Stated problem A:
Give the lines of the records from the line containing "Put a marker on each instance of the archaeological" through the end of the records, inclusive, as a numbered list, leaving out blank lines.

Text extract:
(begin)
Portfolio for English 606: Topics in Humanities Computing


March 2016

Math for Humanists? (Week 10)

This week’s readings introduced the idea of topic modeling as a digital humanities tool. The concept of Latent Dirichlet Allocation (LDA), the primary example of topic modeling in the readings, is credited to David Blei, Andrew Ng, and Michael I. Jordan.

I felt that no one text provided a good definition of topic modeling. In “Words Alone: Dismantling Topic Models in the Humanities,” Benjamin Schmidt refers to topic models as “clustering algorithms that create groupings based on the distributional properties of words across documents.”

In the same edition of Journal of Digital Humanities, Andrew Goldstone and Ted Underwood call topic modeling a “technique that automatically identifies groups of words that tend to occur together in a large collection of documents.”

In Maryland Institute for Technology in the Humanities’ overview of topic modeling, they provide attributes of topic modeling projects as opposed to a concrete definition (their 5 elements of topic modeling projects are corpus, technique, unit of analysis, post processing, and visualization).

According to Schmidt, LDA was originally designed for data retrieval, not for exploring literary or historical corpora. And he expresses concern with the uncontextualized use of topic modeling in the digital humanities field.

He acknowledges that topics are easier to study than individual words when trying to understand a massive text corpora. However, he also expresses that “simplifying topic models for humanists who will not (and should not) study the underlying algorithms creates an enormous potential for groundless–or even misleading–insights.”

His concerns primarily stem from two assumptions that are made when using a topic modeling approach: 1) topics are coherent, and 2) topics are stable. Schmidt then proposes contextualizing the topics in the word usage/frequency of the documents.

Although Schmidt stays positive and realistic (he supports topic modeling; he just wants digital humanists to understand its limitations), the underlying point that I got from the reading is that perhaps that digital humanists are meddling in things they shouldn’t be (at least, not yet).

Schmidt hints that the people who can use topic modeling the most successfully are those who understand the algorithms, at least on a basic level. And this makes sense. That’s the reality for any tool.

This brought me back to the debates about whether or not digital humanists need to know how to code (I feel like I keep coming back to this topic). If we can’t agree that digital humanists need to know how to code, how can we agree or disagree that digital humanists need to be able to understand the algorithms of topic modeling?

The concept of topic modeling is mildly confusing, but still attainable. The algorithms, however, are straight up intimidating. The Wikipedia page for LDA shows a ton of variables and equations that would take more time and effort to understand than I am capable of giving.

Maybe if we discussed this in class, we would come to same conclusion as we did with the need to code for digital humanists: they shouldn’t have to be experts, but they should know enough to talk about it with an expert. But who are the experts in topic modeling? Statisticians, perhaps?
(end)
Raw records:
(begin)
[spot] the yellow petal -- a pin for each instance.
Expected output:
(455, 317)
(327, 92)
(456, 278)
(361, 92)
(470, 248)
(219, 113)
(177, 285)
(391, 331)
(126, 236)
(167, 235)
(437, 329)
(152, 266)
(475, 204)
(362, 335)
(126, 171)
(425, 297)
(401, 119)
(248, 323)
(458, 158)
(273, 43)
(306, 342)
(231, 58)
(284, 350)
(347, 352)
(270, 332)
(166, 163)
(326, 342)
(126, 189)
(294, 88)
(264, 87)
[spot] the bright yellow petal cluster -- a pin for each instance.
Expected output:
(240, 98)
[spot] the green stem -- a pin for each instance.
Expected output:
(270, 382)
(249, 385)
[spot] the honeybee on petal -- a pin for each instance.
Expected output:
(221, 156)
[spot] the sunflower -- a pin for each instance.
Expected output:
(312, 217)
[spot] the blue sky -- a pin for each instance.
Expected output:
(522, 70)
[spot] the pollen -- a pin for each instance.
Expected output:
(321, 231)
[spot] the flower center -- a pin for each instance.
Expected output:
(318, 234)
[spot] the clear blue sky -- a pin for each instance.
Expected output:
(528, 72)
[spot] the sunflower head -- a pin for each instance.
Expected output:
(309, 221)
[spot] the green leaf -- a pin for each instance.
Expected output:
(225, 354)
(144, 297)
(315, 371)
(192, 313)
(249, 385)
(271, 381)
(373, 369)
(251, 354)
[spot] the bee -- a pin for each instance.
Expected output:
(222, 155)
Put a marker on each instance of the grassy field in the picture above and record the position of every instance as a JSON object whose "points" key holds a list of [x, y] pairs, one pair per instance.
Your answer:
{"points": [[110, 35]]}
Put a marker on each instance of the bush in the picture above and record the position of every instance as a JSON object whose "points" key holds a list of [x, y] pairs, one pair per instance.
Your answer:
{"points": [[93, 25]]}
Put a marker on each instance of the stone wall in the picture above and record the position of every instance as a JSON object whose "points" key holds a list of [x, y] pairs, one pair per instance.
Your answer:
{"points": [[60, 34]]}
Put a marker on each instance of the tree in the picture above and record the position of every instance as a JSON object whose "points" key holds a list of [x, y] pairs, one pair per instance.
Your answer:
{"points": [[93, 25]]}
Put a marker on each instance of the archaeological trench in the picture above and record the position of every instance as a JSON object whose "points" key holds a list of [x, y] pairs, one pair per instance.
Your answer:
(end)
Stated problem B:
In the post on topic modeling, who is credited with the concept of Latent Dirichlet Allocation?

Task answer A:
1. Put a marker on each instance of the archaeological trench in the picture above and record the position of every instance as a JSON object whose "points" key holds a list of [x, y] pairs, one pair per instance.
2. Your answer:

Task answer B:
David Blei, Andrew Ng, and Michael I. Jordan.